** Given task **
Change "spiky plant" to "thorny shrub" in the lines from the start of the records through the line that contains "97L144 95L144 90L142". Copy those lines back with nothing else altered.

** Labeling and segmentation records **
[START]

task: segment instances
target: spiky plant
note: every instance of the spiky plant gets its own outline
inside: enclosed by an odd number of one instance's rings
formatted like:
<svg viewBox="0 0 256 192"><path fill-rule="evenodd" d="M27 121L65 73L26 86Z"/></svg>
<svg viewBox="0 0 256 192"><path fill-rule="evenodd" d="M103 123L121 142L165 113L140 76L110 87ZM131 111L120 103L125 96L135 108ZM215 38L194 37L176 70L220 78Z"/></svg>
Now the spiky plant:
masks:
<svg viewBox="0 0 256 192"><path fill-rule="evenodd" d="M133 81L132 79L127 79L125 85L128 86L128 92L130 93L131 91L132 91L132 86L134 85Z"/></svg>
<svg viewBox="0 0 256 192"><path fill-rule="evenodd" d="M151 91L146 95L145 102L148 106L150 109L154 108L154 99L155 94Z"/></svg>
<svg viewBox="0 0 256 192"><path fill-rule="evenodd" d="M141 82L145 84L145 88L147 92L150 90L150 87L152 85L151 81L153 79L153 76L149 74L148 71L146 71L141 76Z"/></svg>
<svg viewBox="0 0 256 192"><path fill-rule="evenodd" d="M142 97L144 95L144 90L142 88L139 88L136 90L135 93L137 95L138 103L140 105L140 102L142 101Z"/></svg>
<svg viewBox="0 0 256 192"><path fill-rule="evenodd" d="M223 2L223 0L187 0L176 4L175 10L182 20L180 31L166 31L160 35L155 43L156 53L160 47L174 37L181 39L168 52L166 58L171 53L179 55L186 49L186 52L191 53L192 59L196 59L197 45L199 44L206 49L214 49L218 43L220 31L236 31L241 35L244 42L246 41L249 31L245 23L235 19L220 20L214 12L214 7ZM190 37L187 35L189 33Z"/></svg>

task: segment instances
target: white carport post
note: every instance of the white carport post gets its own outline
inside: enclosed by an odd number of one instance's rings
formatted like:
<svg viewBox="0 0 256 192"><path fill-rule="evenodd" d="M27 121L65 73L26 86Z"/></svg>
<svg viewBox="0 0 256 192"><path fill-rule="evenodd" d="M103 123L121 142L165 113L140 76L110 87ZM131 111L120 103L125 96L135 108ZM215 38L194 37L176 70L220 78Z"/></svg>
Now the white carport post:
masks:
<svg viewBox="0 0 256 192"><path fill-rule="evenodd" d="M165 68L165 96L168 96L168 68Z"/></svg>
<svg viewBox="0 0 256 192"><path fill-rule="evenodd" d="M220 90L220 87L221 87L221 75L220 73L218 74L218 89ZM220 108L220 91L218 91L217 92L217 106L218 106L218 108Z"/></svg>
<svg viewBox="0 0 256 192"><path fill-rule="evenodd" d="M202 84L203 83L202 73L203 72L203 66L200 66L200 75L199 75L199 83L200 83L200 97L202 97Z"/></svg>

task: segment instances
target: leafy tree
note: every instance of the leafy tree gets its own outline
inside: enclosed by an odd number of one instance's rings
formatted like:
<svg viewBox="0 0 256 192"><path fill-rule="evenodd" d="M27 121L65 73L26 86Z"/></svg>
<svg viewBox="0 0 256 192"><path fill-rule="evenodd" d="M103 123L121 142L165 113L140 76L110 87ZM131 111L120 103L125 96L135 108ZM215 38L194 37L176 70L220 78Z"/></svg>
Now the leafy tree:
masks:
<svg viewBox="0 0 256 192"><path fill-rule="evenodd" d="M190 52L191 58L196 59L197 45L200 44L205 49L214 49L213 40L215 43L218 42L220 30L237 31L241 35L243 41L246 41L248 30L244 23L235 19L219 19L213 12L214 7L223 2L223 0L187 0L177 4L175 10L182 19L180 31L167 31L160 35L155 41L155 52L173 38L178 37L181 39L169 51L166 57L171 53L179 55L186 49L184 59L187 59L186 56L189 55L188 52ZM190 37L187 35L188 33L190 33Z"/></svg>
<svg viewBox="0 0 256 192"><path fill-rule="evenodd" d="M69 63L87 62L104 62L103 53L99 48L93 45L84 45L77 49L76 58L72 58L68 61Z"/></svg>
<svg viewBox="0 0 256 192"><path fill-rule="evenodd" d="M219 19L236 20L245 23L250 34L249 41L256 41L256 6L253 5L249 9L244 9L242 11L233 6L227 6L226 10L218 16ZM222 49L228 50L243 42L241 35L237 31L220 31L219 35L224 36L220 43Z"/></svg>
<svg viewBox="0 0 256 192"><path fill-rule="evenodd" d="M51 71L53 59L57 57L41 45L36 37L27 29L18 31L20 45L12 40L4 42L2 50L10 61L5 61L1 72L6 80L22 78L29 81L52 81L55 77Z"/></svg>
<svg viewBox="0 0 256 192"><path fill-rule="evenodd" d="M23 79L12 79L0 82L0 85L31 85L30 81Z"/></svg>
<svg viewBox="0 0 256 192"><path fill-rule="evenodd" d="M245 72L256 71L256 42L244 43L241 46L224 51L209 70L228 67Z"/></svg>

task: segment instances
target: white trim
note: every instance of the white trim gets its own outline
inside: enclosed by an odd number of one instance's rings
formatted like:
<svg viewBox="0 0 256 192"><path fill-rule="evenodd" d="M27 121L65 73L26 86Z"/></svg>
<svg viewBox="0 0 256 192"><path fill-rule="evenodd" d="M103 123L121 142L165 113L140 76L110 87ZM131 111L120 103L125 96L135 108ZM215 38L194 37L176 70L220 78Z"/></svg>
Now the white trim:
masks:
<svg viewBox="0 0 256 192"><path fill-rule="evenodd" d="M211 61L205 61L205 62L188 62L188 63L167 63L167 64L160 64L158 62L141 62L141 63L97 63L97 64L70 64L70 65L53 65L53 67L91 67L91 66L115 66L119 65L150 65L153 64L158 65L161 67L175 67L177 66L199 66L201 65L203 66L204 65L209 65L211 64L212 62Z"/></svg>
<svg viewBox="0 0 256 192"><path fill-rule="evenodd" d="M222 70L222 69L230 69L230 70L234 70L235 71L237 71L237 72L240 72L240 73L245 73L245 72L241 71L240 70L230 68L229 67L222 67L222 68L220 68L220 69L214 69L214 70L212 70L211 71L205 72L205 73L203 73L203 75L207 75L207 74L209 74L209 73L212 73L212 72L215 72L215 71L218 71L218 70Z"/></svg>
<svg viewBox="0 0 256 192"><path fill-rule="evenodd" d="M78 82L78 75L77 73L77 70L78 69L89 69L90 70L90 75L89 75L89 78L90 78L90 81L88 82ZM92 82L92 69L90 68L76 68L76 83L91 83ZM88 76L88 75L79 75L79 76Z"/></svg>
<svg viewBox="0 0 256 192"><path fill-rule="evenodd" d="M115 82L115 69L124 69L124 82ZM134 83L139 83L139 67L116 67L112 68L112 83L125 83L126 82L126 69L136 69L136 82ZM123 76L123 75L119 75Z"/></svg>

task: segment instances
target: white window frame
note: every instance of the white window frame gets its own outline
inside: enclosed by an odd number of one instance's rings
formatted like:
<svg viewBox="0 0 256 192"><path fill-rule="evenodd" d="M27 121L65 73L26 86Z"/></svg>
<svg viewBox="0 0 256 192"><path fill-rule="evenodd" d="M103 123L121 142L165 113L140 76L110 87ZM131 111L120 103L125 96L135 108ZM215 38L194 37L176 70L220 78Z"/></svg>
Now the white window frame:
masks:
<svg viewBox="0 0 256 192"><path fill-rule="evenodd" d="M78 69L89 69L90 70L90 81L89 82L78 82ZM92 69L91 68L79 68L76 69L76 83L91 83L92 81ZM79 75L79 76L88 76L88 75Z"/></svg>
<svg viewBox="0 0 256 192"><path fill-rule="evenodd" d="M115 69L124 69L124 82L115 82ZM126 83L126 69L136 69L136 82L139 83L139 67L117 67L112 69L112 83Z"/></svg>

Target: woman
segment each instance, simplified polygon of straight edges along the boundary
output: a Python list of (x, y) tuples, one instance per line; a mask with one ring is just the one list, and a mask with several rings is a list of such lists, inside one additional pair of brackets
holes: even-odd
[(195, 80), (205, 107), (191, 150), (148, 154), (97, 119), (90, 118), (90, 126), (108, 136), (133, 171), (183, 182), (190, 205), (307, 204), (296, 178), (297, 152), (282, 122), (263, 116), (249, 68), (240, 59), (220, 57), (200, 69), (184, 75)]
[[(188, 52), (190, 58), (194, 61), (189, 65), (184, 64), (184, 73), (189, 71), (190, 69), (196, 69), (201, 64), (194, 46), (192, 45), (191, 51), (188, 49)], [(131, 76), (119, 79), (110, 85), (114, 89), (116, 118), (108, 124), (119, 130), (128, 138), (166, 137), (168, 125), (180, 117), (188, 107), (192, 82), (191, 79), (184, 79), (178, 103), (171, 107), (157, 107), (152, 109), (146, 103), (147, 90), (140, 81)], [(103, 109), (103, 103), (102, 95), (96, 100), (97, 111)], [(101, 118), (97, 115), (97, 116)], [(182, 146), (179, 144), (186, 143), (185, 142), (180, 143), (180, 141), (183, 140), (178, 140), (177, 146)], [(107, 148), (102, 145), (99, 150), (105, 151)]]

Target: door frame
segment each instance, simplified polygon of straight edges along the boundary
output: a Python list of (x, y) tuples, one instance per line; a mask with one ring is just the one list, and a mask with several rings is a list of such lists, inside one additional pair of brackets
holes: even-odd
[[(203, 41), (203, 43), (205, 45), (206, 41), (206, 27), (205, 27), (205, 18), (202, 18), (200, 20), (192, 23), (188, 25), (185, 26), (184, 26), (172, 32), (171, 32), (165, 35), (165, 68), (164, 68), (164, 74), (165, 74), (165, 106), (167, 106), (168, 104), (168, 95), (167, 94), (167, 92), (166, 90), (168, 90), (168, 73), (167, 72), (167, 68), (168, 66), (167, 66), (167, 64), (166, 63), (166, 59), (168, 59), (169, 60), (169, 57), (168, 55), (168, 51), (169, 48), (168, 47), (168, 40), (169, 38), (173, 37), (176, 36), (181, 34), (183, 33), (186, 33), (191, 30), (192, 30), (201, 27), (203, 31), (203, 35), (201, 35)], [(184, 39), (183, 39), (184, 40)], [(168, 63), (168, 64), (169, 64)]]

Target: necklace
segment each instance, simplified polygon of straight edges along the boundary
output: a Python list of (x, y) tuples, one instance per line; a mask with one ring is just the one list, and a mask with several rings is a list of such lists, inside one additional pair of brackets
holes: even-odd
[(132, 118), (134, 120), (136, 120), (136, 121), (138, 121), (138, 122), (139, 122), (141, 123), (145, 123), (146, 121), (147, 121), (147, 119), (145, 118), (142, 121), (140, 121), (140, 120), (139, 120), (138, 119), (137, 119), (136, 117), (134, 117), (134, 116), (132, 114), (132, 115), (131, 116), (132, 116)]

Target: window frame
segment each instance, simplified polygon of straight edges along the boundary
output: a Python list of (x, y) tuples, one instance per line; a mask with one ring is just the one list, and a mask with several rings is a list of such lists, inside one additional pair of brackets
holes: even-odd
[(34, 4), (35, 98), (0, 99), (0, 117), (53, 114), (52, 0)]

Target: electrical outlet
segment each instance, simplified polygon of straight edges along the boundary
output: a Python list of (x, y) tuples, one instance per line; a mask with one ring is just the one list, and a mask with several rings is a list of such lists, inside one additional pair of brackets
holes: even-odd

[END]

** Task output **
task: segment instances
target: thorny shrub
note: every instance of the thorny shrub gets its own outline
inside: enclosed by an odd number of one instance's rings
formatted like:
<svg viewBox="0 0 256 192"><path fill-rule="evenodd" d="M27 121L65 73L26 86Z"/></svg>
<svg viewBox="0 0 256 192"><path fill-rule="evenodd" d="M103 123L121 142L165 113L140 76L110 87ZM131 111L120 103L125 96L135 108ZM215 38L194 37L176 70L220 78Z"/></svg>
Now the thorny shrub:
masks:
<svg viewBox="0 0 256 192"><path fill-rule="evenodd" d="M133 81L132 79L127 79L125 85L128 86L128 92L130 93L131 91L132 91L132 86L134 85Z"/></svg>
<svg viewBox="0 0 256 192"><path fill-rule="evenodd" d="M151 91L146 95L145 102L148 106L150 109L154 108L154 99L155 94Z"/></svg>
<svg viewBox="0 0 256 192"><path fill-rule="evenodd" d="M141 82L145 84L145 88L147 92L150 90L150 87L152 85L151 81L153 79L153 76L149 74L148 71L146 71L141 76Z"/></svg>
<svg viewBox="0 0 256 192"><path fill-rule="evenodd" d="M142 97L144 95L144 90L142 88L139 88L136 90L135 93L137 95L138 103L140 105L140 102L142 101Z"/></svg>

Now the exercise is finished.